* **Reading text**:

The Rolling Stones' Steel Wheels Tour was a concert tour which was launched in North America in August 1989 to promote the band's album Steel Wheels; it continued to Japan in February 1990, with ten shows at the Tokyo Dome. The European leg of the tour, which featured a different stage and logo, was called the Urban Jungle Tour; it ran from May to August 1990. These would be the last live concerts for the band with original member Bill Wyman on bass guitar. This tour would also be the longest the band had ever done up to that point, playing over twice as many shows as their standard tour length from the 1960s and 1970s.

The tour was an enormous financial success, cementing The Rolling Stones' return to full commercial power after a seven-year hiatus in touring marked by well-publicized acrimony among band members.

* **Data supplied**:
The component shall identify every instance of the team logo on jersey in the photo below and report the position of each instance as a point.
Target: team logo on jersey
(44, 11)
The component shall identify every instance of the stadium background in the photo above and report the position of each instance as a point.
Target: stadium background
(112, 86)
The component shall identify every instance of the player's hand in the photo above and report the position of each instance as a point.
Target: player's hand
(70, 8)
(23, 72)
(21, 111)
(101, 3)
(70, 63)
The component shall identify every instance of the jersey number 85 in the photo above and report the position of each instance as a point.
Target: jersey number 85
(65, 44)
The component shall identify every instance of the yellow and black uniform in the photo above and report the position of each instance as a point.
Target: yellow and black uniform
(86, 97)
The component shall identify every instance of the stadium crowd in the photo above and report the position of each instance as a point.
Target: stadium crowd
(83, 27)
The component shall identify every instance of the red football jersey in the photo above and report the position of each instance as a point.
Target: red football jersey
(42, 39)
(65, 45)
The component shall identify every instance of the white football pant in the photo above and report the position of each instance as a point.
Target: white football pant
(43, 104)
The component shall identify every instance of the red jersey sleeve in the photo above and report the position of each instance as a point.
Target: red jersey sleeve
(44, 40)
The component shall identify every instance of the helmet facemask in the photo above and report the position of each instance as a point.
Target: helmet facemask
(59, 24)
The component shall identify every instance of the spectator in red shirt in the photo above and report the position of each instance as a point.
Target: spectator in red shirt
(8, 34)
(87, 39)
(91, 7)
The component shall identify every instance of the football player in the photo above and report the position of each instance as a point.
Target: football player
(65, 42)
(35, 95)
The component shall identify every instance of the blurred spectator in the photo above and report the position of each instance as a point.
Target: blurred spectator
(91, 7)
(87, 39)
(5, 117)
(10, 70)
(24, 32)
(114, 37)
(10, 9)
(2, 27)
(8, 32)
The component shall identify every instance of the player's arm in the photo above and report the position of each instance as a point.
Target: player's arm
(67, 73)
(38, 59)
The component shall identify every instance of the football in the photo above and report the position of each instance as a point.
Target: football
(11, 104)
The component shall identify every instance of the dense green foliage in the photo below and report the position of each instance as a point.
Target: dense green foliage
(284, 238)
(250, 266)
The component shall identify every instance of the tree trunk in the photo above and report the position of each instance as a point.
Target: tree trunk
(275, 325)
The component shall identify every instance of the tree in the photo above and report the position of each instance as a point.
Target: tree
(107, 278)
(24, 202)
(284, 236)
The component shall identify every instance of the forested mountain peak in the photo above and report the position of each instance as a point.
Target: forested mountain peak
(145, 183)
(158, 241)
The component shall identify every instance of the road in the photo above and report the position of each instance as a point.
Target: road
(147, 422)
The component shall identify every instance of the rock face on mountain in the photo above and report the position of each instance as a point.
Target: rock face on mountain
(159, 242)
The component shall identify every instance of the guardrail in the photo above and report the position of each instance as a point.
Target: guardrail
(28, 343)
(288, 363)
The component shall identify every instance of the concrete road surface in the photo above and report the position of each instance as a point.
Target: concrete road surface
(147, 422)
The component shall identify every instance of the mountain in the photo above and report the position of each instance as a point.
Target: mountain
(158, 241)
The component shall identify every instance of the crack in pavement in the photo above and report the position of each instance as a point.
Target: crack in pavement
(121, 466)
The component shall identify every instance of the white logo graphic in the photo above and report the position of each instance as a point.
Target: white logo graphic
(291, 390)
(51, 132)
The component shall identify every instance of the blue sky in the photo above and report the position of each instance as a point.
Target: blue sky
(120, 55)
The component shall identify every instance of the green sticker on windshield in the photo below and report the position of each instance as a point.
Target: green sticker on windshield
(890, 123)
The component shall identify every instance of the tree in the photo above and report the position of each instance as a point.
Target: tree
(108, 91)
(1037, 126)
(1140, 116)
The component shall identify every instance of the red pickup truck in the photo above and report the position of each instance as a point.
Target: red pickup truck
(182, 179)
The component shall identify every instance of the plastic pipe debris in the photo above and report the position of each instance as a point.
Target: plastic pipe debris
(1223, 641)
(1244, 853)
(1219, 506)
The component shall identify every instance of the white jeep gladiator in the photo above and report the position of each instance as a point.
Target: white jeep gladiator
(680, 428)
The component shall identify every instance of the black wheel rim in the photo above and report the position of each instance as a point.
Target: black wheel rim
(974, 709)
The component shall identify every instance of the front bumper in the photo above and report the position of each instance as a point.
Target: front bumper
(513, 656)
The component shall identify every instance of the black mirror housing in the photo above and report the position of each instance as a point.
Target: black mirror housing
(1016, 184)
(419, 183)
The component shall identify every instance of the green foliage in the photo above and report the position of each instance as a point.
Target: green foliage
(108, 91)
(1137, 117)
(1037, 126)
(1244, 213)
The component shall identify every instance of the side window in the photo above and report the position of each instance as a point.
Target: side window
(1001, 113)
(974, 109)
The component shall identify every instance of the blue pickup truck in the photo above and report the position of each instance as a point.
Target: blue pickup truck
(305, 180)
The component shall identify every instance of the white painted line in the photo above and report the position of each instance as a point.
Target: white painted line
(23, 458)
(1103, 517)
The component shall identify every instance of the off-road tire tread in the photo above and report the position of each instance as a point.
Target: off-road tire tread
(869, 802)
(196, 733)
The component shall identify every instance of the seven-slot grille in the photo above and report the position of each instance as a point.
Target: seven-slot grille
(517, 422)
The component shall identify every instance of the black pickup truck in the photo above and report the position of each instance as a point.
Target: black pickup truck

* **Requirements**: Retype everything in the Steel Wheels Tour text from "The tour was" down to "among band members.".

* **Solution**:
The tour was an enormous financial success, cementing The Rolling Stones' return to full commercial power after a seven-year hiatus in touring marked by well-publicized acrimony among band members.